▸ **Tugas A**
Untuk setiap pernyataan berikut, tentukan apakah isinya sesuai dengan kutipan tentang meniru di bawah. Jawab ya atau tidak, lalu sertakan kutipan persis dari teks yang menjadi penentunya. (i) Menggambar dengan teknik menjiplak masih ditoleransi di tingkat Taman Kanak-Kanak. (ii) Guru SD umumnya mendorong murid menggambar dengan mencontoh gambar orang lain. (iii) Dalam dunia kreatif, meniru dipandang sebagai tanda kekuatan.

▸ **Kutipan bacaan**
----

Meniru kerap dikonotasikan sebagai tindakan kurang
terpuji, karena itu cenderung dihindari.
Dalam dunia kreatif, kegiatan meniru dipandang
sebagai pertanda kelemahan. Kalangan seniman seperti “mengharamkan” diri untuk
meniru. Jangankan meniru, membuat karya seni yang mirip-mirip saja sudah
dituding sebagai epigon, pengekor, latah, plagiat, atau sederet istilah minor lainnya.
Diam-diam dunia pendidikan juga turut berkontribusi
“mendeskreditkan” kata meniru sebagai aktivitas yang tak pantas dilakukan.
Menggambar dengan teknik menjiplak hanya ditoleransi pada level Taman Kanak
Kanak. Sedang guru SD rata-rata sudah melarang anak didiknya menggambar dengan
teknik mencontoh gambar orang lain. “Ayo
sayang, belajar menggambar sendiri dong.”
Sang penemu maupun kreator memang tampil sosok yang
mengagumkan. Dia hadir sebagai trenseter
yang segera diikuti oleh berjuta follower.

----

▸ **Entri yang diberikan**
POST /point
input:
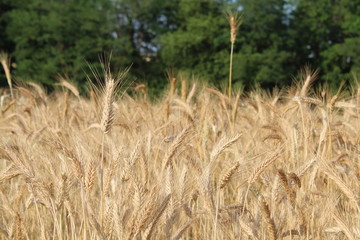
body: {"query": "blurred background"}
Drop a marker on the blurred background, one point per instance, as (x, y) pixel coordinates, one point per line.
(47, 38)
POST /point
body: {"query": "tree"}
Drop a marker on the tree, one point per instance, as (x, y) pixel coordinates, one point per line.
(54, 37)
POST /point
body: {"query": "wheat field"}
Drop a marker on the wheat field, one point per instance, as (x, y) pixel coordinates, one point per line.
(193, 165)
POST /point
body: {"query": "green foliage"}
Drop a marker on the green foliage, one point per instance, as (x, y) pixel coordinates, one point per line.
(276, 39)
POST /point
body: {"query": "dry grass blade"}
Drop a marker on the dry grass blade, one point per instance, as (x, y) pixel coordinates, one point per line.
(261, 168)
(160, 211)
(69, 86)
(269, 221)
(222, 145)
(343, 227)
(226, 177)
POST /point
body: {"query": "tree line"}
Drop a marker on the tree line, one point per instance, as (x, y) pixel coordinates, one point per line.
(48, 38)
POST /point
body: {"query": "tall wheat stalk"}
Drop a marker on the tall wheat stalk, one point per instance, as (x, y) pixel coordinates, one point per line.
(235, 22)
(5, 62)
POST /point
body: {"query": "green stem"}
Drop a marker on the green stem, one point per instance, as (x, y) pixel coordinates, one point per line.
(230, 68)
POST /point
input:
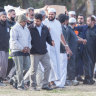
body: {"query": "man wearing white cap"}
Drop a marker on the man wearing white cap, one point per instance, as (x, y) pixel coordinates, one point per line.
(72, 40)
(72, 14)
(54, 52)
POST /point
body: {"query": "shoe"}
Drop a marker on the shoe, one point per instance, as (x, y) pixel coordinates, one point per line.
(2, 84)
(11, 81)
(89, 81)
(95, 75)
(79, 78)
(47, 88)
(75, 82)
(34, 89)
(21, 88)
(68, 83)
(14, 85)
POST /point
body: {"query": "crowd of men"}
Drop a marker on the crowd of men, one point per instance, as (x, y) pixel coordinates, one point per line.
(42, 51)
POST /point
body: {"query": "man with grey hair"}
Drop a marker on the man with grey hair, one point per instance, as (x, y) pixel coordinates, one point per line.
(20, 45)
(4, 45)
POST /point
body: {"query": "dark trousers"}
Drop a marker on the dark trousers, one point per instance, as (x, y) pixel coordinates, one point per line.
(79, 63)
(71, 68)
(88, 63)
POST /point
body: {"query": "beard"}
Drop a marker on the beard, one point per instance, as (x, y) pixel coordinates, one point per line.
(52, 19)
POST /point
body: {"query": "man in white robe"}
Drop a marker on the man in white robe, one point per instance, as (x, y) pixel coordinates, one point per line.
(54, 52)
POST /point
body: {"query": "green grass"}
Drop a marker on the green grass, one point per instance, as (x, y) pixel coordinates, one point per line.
(81, 90)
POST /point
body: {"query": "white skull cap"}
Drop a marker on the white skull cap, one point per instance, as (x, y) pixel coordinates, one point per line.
(72, 20)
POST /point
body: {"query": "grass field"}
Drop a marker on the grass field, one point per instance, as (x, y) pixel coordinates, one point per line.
(81, 90)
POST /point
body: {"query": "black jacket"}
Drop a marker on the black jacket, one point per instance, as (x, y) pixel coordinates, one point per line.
(39, 43)
(62, 48)
(4, 37)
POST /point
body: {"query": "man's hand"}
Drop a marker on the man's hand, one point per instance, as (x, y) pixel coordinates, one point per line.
(26, 50)
(53, 44)
(68, 50)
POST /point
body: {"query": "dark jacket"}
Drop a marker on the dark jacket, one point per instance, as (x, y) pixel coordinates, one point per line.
(39, 43)
(4, 37)
(62, 48)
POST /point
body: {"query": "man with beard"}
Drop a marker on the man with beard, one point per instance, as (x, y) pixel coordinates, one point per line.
(54, 52)
(89, 56)
(79, 57)
(11, 18)
(30, 15)
(4, 45)
(91, 48)
(40, 35)
(10, 23)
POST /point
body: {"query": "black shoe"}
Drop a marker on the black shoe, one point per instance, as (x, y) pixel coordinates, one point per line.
(34, 89)
(47, 88)
(79, 78)
(89, 81)
(21, 88)
(14, 85)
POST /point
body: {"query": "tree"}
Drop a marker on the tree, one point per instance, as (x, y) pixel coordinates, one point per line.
(90, 7)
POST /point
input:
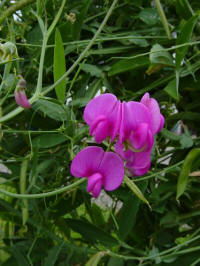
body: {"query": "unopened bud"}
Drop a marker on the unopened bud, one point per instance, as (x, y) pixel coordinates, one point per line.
(20, 94)
(8, 51)
(71, 17)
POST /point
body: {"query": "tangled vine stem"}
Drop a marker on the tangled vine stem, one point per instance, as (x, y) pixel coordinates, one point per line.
(42, 195)
(14, 8)
(82, 55)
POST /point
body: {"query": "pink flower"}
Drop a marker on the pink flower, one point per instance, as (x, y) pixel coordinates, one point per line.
(21, 99)
(136, 126)
(157, 117)
(135, 137)
(102, 169)
(103, 115)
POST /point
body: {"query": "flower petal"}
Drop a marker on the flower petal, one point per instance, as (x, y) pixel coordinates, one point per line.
(162, 121)
(112, 169)
(139, 171)
(101, 105)
(92, 180)
(97, 189)
(87, 162)
(99, 128)
(103, 115)
(21, 99)
(133, 114)
(140, 159)
(154, 109)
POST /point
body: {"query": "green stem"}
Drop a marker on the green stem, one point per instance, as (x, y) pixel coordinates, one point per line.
(43, 195)
(41, 66)
(82, 55)
(5, 74)
(18, 6)
(166, 170)
(135, 190)
(23, 171)
(163, 18)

----

▸ **Tugas B**
Cari semua baris dalam entri yang mengandung kata "white", lalu salin setiap baris tersebut.

▸ **Jawaban tertulis A**
(i) Ya: "Menggambar dengan teknik menjiplak hanya ditoleransi pada level Taman Kanak Kanak."
(ii) Tidak: "guru SD rata-rata sudah melarang anak didiknya menggambar dengan teknik mencontoh gambar orang lain."
(iii) Tidak: "Dalam dunia kreatif, kegiatan meniru dipandang sebagai pertanda kelemahan."

▸ **Jawaban tertulis B**
body: {"query": "man wearing white cap"}
Drop a marker on the man wearing white cap, one point per instance, as (x, y) pixel coordinates, one point per line.
body: {"query": "man in white robe"}
Drop a marker on the man in white robe, one point per instance, as (x, y) pixel coordinates, one point per line.
body: {"query": "white skull cap"}
Drop a marker on the white skull cap, one point per instance, as (x, y) pixel coordinates, one point per line.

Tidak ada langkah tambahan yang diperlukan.